SELECTED EXTRACT:

Mynyddbach Chapel is the oldest Independent chapel in Swansea, Wales.
In about 1640 a group of people met on the Sabbath and on week nights to read the Scriptures and have prayer in "Cilfwnwr" farmhouse near Llangyfelach and later at "Tirdwncyn". They continued to meet as a properly constituted church until 1762. In 1720–59 the minister at "Tirdwncyn" was Samuel Jones.
A piece of land was leased in 1761 and a chapel built there shortly afterwards, at Tirdoncyn-newydd near Llangyfelach. In 1867 the new chapel was built; it was extensively renovated in the 1930s.

When it was first built, the chapel was at the centre of the nonconformist movement in Wales. Because of the persecution of the nonconformists it had to be built at least five miles outside the town Boundaries of Swansea.

DATA EXTRACT:

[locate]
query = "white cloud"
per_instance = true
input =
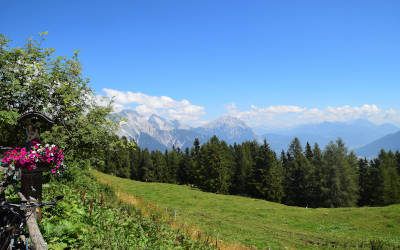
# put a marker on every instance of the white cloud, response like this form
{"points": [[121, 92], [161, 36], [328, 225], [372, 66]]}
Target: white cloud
{"points": [[274, 117], [165, 106]]}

EXERCISE REQUIREMENTS:
1/ In the passage on Mynyddbach Chapel, who was the minister at "Tirdwncyn" from 1720 to 1759?
2/ Carry on the passage on Mynyddbach Chapel, picking up after its final sentence.

ANSWERS TO THIS EXERCISE:
1/ Samuel Jones

2/
In 2011 the chapel was being threatened with demolition, but a group of local people, together with the remaining members and trustees of the chapel under the leadership of Reverend Grenville Fisher, Melvin John Davies and many other trustees a Congregational minister, established the Mynyddbach Chapel Project. The aim of the project is to secure the future of the building and grounds as an Arts and Culture centre, to serve the local community and the wider area, whilst retaining its religious and spiritual significance.

The Mynyddbach Chapel Project operates from the Calon Lân Centre which is based at Mynyddbach Chapel

==Mynyddbach Cemetery==
John Humphrey, known as God's architect and the architect of the new Mynyddbach chapel, is buried here. He also designed the Tabernacle Chapel, Morriston.

The poet Daniel James (Gwyrosydd), who wrote the words of the Welsh hymn, Calon Lân, is buried at Mynyddbach. Calon Lân is known as the second National Anthem of Wales.